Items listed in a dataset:

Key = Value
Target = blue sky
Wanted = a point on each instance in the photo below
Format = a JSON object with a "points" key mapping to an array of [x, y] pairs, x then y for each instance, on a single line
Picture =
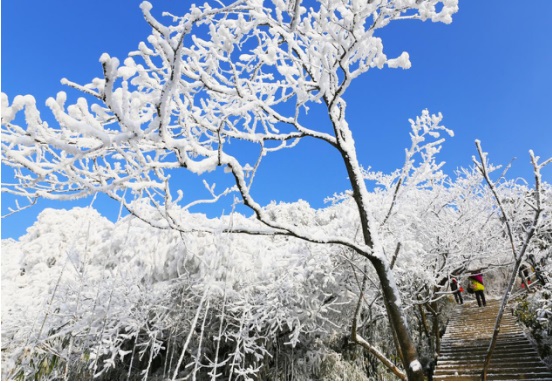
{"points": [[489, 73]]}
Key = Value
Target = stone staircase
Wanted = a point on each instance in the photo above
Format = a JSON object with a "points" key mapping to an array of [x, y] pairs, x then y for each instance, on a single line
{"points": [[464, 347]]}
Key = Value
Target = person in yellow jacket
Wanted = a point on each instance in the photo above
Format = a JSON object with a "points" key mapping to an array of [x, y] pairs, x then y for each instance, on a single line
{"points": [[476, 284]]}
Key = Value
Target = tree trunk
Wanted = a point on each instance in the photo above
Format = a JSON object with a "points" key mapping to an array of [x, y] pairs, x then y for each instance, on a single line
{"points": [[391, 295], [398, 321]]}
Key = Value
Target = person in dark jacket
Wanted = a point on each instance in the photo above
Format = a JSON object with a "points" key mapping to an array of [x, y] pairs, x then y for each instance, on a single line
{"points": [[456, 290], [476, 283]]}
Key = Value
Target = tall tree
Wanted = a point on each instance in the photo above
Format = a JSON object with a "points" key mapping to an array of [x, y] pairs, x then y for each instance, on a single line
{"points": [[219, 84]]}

...

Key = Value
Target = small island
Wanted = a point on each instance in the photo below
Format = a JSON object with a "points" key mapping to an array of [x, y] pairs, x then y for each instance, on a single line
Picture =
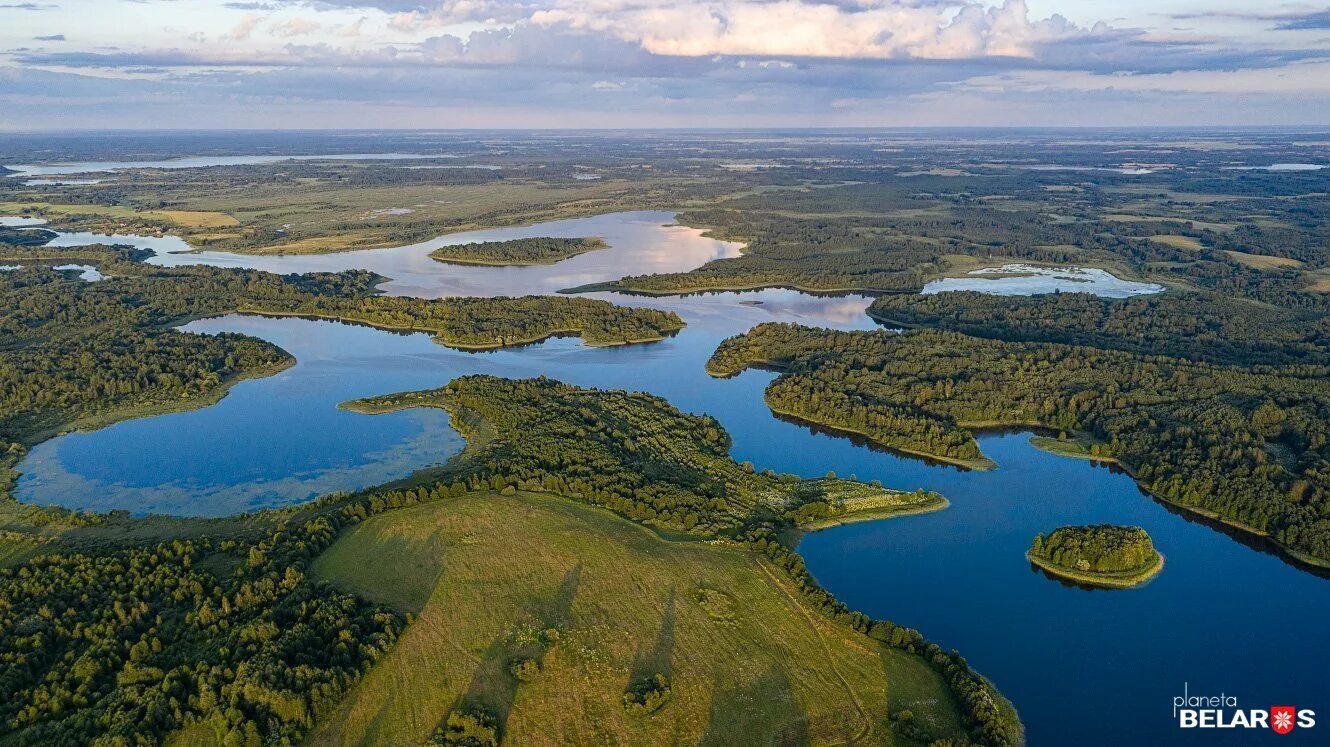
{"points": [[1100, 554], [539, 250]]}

Your goal:
If a line of the records above contains the word "Target", count it; then give the total and nothing more.

Task answer:
7